— Do this —
Rewrite only the part of the rows below that opens with the line containing "white cloud, given" and closes with the line containing "[[384, 136], [205, 119], [532, 127], [941, 168]]", both lines included, keeping the requests unchanged. Multiply every x and y coordinate in the answers by 2.1 and round each to a whole number, rounding halves up.
─── Material for the task ───
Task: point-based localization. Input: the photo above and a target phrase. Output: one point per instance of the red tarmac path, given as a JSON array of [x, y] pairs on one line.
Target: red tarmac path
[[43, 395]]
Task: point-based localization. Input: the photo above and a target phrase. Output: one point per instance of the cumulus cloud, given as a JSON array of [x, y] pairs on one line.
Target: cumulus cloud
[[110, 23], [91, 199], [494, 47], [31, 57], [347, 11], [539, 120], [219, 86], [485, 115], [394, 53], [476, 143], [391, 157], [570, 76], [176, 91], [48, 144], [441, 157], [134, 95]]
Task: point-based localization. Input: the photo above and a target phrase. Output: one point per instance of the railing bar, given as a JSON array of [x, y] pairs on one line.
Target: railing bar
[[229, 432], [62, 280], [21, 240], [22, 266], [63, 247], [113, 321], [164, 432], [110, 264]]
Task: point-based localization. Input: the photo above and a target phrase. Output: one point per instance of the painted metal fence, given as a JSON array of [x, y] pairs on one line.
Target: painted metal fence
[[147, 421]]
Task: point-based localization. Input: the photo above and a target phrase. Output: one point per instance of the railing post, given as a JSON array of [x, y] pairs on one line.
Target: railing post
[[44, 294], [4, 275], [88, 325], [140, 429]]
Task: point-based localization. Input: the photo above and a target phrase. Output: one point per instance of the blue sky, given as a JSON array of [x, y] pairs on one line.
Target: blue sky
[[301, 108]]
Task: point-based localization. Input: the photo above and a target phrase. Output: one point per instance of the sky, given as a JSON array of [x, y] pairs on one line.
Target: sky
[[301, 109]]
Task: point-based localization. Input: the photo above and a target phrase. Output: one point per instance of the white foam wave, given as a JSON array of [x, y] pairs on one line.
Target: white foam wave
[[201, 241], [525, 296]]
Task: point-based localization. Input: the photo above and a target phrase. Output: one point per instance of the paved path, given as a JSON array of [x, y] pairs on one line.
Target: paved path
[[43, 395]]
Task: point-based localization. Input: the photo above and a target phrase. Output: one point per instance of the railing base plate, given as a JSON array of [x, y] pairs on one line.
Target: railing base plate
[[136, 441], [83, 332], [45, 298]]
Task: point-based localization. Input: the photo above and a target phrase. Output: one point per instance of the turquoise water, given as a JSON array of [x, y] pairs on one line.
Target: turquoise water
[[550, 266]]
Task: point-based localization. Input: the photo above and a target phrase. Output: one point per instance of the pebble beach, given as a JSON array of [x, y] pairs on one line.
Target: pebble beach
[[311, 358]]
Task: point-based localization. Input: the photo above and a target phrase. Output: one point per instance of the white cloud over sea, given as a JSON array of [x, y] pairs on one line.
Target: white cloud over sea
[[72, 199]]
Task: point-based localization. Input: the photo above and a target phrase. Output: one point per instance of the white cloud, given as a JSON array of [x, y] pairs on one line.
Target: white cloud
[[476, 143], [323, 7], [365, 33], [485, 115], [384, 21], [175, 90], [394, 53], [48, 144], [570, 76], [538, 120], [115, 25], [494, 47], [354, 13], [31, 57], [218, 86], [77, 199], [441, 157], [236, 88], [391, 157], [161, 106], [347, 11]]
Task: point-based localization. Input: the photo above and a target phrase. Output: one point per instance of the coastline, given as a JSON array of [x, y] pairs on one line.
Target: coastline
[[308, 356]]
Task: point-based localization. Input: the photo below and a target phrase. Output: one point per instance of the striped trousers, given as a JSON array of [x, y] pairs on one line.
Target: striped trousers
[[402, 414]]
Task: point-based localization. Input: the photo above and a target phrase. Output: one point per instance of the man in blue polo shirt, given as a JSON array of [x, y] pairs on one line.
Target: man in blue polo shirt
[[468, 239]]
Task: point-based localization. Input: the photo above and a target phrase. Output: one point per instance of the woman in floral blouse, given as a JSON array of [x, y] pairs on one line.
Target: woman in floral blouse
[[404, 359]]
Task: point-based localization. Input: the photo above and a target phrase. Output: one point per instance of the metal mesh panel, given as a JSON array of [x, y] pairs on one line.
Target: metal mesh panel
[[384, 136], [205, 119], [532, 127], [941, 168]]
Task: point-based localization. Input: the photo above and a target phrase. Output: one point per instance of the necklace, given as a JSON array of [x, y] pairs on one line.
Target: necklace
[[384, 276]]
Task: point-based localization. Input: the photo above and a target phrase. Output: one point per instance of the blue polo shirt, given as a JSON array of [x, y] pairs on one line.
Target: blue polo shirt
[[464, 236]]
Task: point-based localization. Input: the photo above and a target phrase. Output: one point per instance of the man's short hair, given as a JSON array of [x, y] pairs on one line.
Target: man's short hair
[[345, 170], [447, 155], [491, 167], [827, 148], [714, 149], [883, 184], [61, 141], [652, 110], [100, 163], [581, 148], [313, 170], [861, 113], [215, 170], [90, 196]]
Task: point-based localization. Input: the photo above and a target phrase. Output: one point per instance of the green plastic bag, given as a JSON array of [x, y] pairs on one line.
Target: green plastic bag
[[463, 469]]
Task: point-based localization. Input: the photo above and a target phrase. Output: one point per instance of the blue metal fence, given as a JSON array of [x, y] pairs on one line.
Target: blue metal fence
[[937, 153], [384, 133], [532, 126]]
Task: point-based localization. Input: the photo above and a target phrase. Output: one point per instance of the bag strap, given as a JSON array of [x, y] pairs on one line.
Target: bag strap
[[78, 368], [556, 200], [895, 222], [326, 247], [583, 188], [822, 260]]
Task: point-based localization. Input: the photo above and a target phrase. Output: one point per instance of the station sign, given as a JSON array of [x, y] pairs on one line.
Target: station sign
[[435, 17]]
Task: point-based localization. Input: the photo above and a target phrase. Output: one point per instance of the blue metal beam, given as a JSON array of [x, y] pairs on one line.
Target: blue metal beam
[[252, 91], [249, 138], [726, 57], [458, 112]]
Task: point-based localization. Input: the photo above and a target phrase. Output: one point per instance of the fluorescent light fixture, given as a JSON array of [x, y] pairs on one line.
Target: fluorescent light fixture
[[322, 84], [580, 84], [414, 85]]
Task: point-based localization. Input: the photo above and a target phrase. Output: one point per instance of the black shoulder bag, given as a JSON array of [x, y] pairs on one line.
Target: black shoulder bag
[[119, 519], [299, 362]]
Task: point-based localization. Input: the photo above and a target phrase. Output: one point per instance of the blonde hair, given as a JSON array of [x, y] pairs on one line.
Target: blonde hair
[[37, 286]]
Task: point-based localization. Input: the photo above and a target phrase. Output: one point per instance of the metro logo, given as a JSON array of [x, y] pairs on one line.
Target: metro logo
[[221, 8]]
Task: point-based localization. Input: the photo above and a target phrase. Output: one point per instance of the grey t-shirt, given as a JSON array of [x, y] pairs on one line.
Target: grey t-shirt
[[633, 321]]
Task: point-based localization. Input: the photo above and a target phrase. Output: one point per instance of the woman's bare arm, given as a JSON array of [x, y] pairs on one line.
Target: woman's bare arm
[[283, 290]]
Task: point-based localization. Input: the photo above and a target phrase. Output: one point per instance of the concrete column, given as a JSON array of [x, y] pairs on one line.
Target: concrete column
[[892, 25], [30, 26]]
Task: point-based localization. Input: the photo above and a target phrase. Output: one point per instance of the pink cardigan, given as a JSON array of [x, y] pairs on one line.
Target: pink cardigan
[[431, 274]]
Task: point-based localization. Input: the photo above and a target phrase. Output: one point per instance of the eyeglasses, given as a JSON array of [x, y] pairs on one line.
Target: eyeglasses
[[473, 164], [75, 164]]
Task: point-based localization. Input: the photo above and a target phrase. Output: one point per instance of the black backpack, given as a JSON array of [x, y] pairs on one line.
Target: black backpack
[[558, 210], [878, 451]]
───
— Exercise response —
Task: point-based localization. Input: the photo above and a target phrase. Output: one point per instance of the white cloud, given as a JSON array of [x, y] pairs on one line.
Target: white cloud
[[1000, 300], [678, 15], [767, 69], [1019, 242], [806, 44], [368, 189], [827, 111], [101, 302], [1197, 160], [1130, 252], [242, 53], [1037, 99], [743, 27], [65, 120], [458, 181], [162, 418], [926, 330], [496, 185], [821, 330], [338, 223], [729, 23]]
Task: point-based localization. Input: the photo above and a target phrase. Output: one point per instance of the coastline, given as a JSON array of [x, y] pairs on one line.
Target: coastline
[[647, 748]]
Task: point-based localization. Input: the photo below and a target phrase. Output: one point per instance of the striped trousers, given as a JSON array of [x, y] pairs on one line.
Target: striped trousers
[[844, 869]]
Task: point-based localization. Input: the photo above and a target phrase. Output: one point per instance of the man in blue polo shirt, given as a JSON array of [x, y] pairs on one line.
Target: man in blue polo shirt
[[983, 502]]
Task: point-based localization. Input: the photo above and a target phrase. Output: one point per instance of the woman in floral blouse, given as a JSON array of [x, y] pairs on one line.
Target: woman in floral blouse
[[848, 754]]
Task: point-based localization. Input: the photo above and a target phrase. Output: one point per instance of the metal mesh panel, given as a JSON array of [x, y] pairs on one line.
Target: metal mesh panel
[[806, 286], [431, 250], [1117, 267], [1976, 353]]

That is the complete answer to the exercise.